En 2014 Sergei Loznitsa presentó Maidan, registro documental de la resistencia de parte del pueblo ucraniano a Putin, también fallido voto de confianza al peor padre terrible, el mercado.

Por Hernán Sassi*

(para La Tecl@ Eñe)

I.

Manco Cápac, Shih Huang Ti, Augusto o Pedro “el grande”: a un imperio lo sueña un hombre, pero lo forjan, y padecen a intramuros, muchos.

En Rusia esos muchos son eslavos, rusos, indo-europeos, caucásicos; mélange cultural aglutinada, borgeanamente, por ese hombre que sueña.

Un día ese hombre se muere o lo asesinan, un final esperable, este último, para quien sueña imposibles entre insomnes sin sueño alguno.

Cuando eso ocurre, ya en plaza pública, ya a escondidas, los muchos lloran.

Salidos de Las 1001 noches, con mechones mongoles o caritas de Mamushka, unos, otros y otras, lloran desconsoladamente al padre terrible.

Se murió Stalin y ahí está Sergei Loznitsa para hacer, de incontables horas de archivo lacrimógeno, una pieza memorable.

Esta es una de las señas particulares de Funeral de Estado (2019), documental, que hasta hace poco estaba disponible en Mubi, que vale la pena ver en estos tiempos neoliberales y progres en que huelgan padres terribles, o mejor dicho, en que queda uno solo en pie.

II.

Muerto Stalin, pasaron décadas hasta que Rusia volvió a tener un padre terrible.

En Rusia se alegraron cuando ese astuto oficial de la KGB, ese Vicealcalde de San Petesburgo que nunca traicionó al líder que confió en él como delfín, luego de una carrera que nadie puede tildar de meteórica, se convirtió en el Zar del Siglo XXI.

Envenenar a un opositor, enviar a Siberia a un escriba díscolo, pactar y hasta encauzar a ese corcel indomable, la oligarquía, son gajes del oficio para los que se entrenó Putin desde el primer día en que soñó con lo imposible, conducir un imperio.

# # # #

• [Actividades propuestas]:
1 - Según el fragmento, ¿qué pueblos forman «esos muchos» en Rusia? Enuméralos todos.
2 - Reproduce textualmente el pasaje del fragmento que va desde «Por Hernán Sassi*» hasta «hombre que sueña.», con ambos extremos incluidos.
Los datos que aparecen a continuación no tienen relación con el fragmento.

# # # #

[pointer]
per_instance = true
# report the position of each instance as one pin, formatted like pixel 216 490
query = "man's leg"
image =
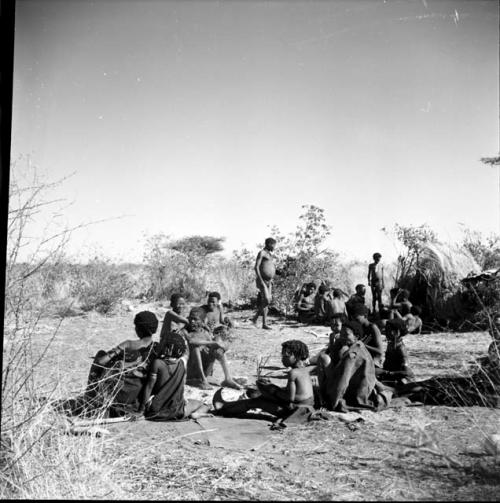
pixel 228 379
pixel 240 407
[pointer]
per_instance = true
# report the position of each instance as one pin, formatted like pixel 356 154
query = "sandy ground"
pixel 374 459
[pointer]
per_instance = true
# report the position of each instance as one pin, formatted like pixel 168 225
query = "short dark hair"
pixel 175 346
pixel 174 298
pixel 296 348
pixel 396 324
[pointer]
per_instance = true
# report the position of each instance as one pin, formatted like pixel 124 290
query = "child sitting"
pixel 322 305
pixel 215 312
pixel 305 303
pixel 356 300
pixel 163 398
pixel 401 302
pixel 372 337
pixel 396 369
pixel 280 402
pixel 412 320
pixel 349 374
pixel 204 350
pixel 174 319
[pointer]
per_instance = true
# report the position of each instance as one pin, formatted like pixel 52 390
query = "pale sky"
pixel 224 117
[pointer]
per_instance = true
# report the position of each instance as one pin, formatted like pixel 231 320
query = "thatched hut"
pixel 434 281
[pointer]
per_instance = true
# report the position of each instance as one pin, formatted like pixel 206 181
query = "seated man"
pixel 117 377
pixel 280 402
pixel 401 302
pixel 215 312
pixel 372 337
pixel 357 299
pixel 396 368
pixel 163 398
pixel 305 303
pixel 174 318
pixel 322 305
pixel 204 349
pixel 412 320
pixel 351 383
pixel 338 304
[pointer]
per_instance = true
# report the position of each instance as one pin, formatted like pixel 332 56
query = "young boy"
pixel 204 351
pixel 412 320
pixel 280 402
pixel 337 303
pixel 322 305
pixel 265 271
pixel 376 280
pixel 215 312
pixel 174 319
pixel 305 303
pixel 396 369
pixel 401 302
pixel 163 398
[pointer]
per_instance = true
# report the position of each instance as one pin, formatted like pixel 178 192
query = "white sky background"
pixel 223 118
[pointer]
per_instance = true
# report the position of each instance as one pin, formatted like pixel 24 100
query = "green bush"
pixel 99 286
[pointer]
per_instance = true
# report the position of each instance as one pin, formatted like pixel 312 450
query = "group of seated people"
pixel 352 372
pixel 318 302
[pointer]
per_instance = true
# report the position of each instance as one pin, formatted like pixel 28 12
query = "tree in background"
pixel 303 256
pixel 484 249
pixel 180 265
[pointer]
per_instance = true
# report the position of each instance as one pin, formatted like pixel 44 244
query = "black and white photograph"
pixel 252 250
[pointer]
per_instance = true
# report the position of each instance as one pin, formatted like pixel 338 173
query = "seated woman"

# # # #

• [Respuestas]:
1 - eslavos, rusos, indo-europeos, caucásicos

2 -
Por Hernán Sassi*

(para La Tecl@ Eñe)

I.

Manco Cápac, Shih Huang Ti, Augusto o Pedro “el grande”: a un imperio lo sueña un hombre, pero lo forjan, y padecen a intramuros, muchos.

En Rusia esos muchos son eslavos, rusos, indo-europeos, caucásicos; mélange cultural aglutinada, borgeanamente, por ese hombre que sueña.